━━ Selected text ━━

After receiving her MBA, John held a range of senior management positions in the toy industry. She spent seven years at Hasbro (NYSE: HAS) in roles including the general manager and senior vice president of global preschool (inclusive of Playskool and Play-Doh) and as the general manager and senior vice president for the U.S. Toy Division. During her tenure, she oversaw an array of brands, including Transformers, Nerf, Littlest Pet Shop, and My Little Pony, while managing licensing relationships such as Star Wars and Marvel.

John served as the president of the Stride Rite Children's Group LLC (SRCG) at Wolverine World Wide (NYSE: WWW) from 2010 to 2013.

John has been president and CEO of Build-A-Bear since 2013. In 2018, Build-A-Bear gained over one billion media impressions in a single day spurred by the "Pay Your Age Day" promotion. The following day, John discussed the event on the NBC's Today (American TV program).

In 2020, Build-A-Bear experienced the COVID-induced forced closure of all physical retail locations. In 2021, Build-A-Bear Workshop delivered the most profitable year in its history.

━━━

*Required work*:
**1)** According to the passage about John's career, what role has John held at Build-A-Bear since 2013?
**2)** Continue the passage about John's career from its last sentence.
The dataset records have no connection to the passage about John's career.

━━ Available data ━━

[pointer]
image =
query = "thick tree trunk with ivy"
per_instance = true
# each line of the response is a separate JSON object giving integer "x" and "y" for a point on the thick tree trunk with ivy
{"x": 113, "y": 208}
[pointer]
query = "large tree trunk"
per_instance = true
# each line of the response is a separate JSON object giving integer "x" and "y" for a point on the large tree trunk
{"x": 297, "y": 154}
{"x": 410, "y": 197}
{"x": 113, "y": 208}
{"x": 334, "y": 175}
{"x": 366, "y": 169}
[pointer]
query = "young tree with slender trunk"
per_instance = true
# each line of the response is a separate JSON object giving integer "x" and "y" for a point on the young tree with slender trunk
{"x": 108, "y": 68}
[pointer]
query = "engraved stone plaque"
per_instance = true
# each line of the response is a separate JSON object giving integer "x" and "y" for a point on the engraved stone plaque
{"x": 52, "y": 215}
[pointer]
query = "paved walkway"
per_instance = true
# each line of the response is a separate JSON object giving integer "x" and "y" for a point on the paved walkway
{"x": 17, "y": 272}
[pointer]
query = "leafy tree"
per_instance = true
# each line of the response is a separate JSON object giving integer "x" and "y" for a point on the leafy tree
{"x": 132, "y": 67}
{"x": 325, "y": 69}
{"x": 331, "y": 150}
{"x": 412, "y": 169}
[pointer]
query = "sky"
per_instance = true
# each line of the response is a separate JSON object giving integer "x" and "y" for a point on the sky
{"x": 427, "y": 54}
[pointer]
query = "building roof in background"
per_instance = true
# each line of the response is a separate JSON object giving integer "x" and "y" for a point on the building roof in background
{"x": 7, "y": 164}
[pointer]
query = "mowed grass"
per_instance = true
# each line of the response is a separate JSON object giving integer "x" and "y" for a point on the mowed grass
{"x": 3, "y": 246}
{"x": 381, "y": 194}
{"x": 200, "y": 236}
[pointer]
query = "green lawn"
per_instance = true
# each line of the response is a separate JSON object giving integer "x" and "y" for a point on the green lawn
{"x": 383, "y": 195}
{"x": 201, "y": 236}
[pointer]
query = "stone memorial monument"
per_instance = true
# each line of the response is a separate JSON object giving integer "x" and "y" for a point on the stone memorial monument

━━━

*Results*:
**1)** President and CEO.

**2)**
=== Other business ventures ===
John has served as a member of the board of directors for Jack in the Box (NASDAQ:JACK) since 2014.
Other toy industry experience includes serving as the vice president of product development and marketing at the U.S. Division of Vtech Toys as well as working in business units for both the Barbie brand and the Disney licensing division at Mattel (NYSE: MAT) for over 5 years. In her role in Disney business, John served as the director of European marketing in Paris, France, which led to her becoming the vice president of international marketing for the Disney licensing division upon her return in 1998.

== Public appearances ==
John has participated in national media interviews. Select engagements include: United Nations with IDEAGEN, Salesforce Dreamforce keynote and panel, Shoptalk keynote, Best Places to Work Conference keynote, Women in Retail Leadership Summit keynote, Columbia Business School address, and University of Tennessee College of Communications Commencement.

John is part of the Fortune "Most Powerful Women" (MPW) organization, a member of The Committee of 200 (C200), and engaged in the Women Corporate Directors (WCD) group. John has also been a contributing writer to Fortune.

== Books ==
John's first book is titled Stories and Heart: Unlock the Power of Personal Stories to Create a Life You Love. The book launched on January 17, 2023.

John is the host of a podcast inspired by her book, also entitled Stories & Heart: Unlock the Power of Personal Stories to Create a Life You Love. The podcast is created and produced in conjunction with Forbes Books.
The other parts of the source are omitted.